■ Problem description ■
Extract every line of the rows below that contains the word "church", treating uppercase and lowercase letters as distinct.

■ Provided data ■
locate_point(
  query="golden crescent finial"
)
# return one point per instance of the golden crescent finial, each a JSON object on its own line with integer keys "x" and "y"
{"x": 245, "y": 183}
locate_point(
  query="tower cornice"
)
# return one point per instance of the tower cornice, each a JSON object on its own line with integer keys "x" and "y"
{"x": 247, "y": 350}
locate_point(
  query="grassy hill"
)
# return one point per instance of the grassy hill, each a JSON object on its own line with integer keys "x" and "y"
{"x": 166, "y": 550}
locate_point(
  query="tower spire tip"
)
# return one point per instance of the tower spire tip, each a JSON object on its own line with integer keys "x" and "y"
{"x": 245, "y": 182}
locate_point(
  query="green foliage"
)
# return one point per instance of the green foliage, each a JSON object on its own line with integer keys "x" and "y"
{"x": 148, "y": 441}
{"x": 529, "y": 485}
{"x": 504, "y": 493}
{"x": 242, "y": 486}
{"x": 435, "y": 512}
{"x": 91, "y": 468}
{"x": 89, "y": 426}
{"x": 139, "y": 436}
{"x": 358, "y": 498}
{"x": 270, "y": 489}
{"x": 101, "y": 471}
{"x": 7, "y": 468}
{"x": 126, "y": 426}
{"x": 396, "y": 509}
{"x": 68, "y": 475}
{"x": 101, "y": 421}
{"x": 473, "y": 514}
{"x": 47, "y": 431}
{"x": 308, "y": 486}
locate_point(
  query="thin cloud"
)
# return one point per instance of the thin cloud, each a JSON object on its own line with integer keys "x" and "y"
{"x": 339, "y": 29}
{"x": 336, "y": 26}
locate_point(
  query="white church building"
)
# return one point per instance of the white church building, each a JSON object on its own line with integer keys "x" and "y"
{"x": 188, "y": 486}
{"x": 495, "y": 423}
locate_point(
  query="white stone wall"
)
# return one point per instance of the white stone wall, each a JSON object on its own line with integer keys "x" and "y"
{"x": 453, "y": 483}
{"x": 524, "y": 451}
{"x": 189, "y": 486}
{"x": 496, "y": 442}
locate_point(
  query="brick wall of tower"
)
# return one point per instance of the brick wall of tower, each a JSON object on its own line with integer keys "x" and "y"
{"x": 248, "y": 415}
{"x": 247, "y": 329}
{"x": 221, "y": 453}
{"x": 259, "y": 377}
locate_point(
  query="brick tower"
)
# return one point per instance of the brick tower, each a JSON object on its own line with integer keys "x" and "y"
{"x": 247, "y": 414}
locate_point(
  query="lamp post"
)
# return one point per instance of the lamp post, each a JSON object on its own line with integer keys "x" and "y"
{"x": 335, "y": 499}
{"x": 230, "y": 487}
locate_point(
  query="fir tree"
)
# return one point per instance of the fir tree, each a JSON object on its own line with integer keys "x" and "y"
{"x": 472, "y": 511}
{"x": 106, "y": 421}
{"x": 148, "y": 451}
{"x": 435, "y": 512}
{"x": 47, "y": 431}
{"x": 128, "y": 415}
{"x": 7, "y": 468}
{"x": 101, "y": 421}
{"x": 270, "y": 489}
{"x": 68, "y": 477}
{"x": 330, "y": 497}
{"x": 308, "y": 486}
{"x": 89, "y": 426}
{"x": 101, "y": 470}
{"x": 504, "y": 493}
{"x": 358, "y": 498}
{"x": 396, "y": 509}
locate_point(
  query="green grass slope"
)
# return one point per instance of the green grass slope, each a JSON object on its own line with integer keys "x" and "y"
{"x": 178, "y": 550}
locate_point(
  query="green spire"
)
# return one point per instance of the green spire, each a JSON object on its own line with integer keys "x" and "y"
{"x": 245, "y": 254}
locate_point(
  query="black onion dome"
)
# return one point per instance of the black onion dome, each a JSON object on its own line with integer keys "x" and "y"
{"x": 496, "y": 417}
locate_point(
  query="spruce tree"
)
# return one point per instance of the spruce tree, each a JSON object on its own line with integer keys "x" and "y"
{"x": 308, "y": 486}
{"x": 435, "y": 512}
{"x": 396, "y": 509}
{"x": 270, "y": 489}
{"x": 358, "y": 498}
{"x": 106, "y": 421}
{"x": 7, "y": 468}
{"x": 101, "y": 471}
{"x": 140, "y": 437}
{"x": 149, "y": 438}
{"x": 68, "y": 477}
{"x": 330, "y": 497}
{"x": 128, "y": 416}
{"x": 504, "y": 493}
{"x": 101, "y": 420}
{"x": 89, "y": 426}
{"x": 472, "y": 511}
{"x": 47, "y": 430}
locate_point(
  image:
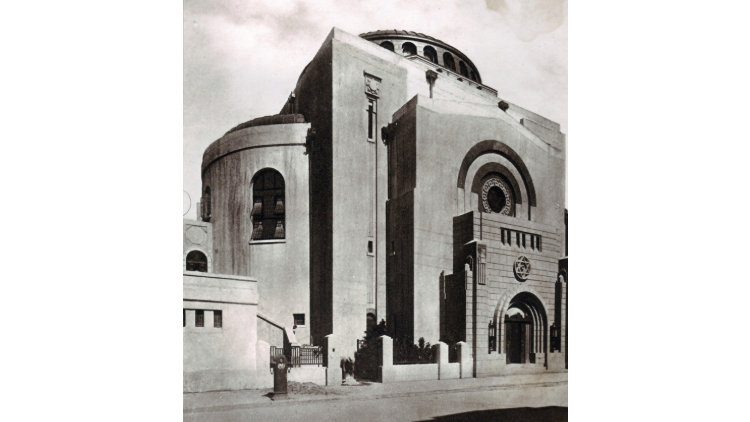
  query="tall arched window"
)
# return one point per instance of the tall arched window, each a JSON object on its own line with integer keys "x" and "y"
{"x": 269, "y": 206}
{"x": 409, "y": 48}
{"x": 388, "y": 45}
{"x": 448, "y": 61}
{"x": 196, "y": 261}
{"x": 206, "y": 206}
{"x": 464, "y": 70}
{"x": 431, "y": 54}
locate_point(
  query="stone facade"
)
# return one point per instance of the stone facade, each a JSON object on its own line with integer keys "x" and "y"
{"x": 413, "y": 194}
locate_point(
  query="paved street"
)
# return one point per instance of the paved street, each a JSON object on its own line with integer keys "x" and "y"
{"x": 476, "y": 400}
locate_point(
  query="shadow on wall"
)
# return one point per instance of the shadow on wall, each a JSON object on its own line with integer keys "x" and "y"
{"x": 523, "y": 414}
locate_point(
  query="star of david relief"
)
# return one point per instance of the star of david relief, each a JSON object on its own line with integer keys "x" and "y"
{"x": 372, "y": 85}
{"x": 522, "y": 268}
{"x": 497, "y": 200}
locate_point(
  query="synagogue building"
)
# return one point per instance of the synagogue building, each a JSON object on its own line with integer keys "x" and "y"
{"x": 392, "y": 185}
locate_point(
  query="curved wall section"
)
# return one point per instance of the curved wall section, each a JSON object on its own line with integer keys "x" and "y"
{"x": 281, "y": 266}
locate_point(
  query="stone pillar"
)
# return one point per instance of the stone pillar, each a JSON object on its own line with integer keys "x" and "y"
{"x": 443, "y": 359}
{"x": 333, "y": 366}
{"x": 465, "y": 359}
{"x": 527, "y": 337}
{"x": 386, "y": 365}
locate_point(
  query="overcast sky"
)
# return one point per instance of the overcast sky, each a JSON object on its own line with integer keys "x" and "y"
{"x": 241, "y": 59}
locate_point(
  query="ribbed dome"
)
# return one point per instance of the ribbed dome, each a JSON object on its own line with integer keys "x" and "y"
{"x": 444, "y": 52}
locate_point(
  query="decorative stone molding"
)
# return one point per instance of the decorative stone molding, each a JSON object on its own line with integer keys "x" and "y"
{"x": 497, "y": 182}
{"x": 197, "y": 235}
{"x": 522, "y": 268}
{"x": 372, "y": 85}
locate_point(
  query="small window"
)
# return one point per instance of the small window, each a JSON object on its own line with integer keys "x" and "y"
{"x": 196, "y": 261}
{"x": 448, "y": 61}
{"x": 388, "y": 46}
{"x": 372, "y": 118}
{"x": 409, "y": 49}
{"x": 206, "y": 205}
{"x": 463, "y": 69}
{"x": 431, "y": 54}
{"x": 269, "y": 206}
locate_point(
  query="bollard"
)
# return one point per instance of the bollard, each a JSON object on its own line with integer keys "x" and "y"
{"x": 280, "y": 369}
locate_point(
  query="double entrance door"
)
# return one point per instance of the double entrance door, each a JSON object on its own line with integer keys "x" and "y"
{"x": 518, "y": 332}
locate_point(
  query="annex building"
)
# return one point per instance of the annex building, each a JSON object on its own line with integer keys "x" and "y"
{"x": 392, "y": 185}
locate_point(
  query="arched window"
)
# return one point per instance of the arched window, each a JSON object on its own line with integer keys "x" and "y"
{"x": 448, "y": 61}
{"x": 431, "y": 54}
{"x": 269, "y": 206}
{"x": 206, "y": 206}
{"x": 196, "y": 261}
{"x": 464, "y": 70}
{"x": 409, "y": 49}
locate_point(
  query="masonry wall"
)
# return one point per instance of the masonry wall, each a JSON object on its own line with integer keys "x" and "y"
{"x": 197, "y": 236}
{"x": 281, "y": 265}
{"x": 314, "y": 100}
{"x": 220, "y": 358}
{"x": 445, "y": 132}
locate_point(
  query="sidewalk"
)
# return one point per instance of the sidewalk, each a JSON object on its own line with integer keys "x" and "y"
{"x": 227, "y": 400}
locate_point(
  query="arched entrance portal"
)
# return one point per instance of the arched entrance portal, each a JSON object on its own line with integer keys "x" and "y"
{"x": 518, "y": 331}
{"x": 525, "y": 329}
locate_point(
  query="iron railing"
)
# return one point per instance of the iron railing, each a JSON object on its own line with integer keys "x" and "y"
{"x": 301, "y": 355}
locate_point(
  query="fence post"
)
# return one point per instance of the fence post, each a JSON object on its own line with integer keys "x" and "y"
{"x": 385, "y": 372}
{"x": 465, "y": 359}
{"x": 443, "y": 359}
{"x": 333, "y": 364}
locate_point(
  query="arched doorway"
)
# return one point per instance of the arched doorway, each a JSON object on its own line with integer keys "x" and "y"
{"x": 518, "y": 331}
{"x": 526, "y": 329}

■ Answer to this problem ■
  query="white church building"
# return one point per instance of the white church building, each a JSON object on its own line with integer keys "x" and "y"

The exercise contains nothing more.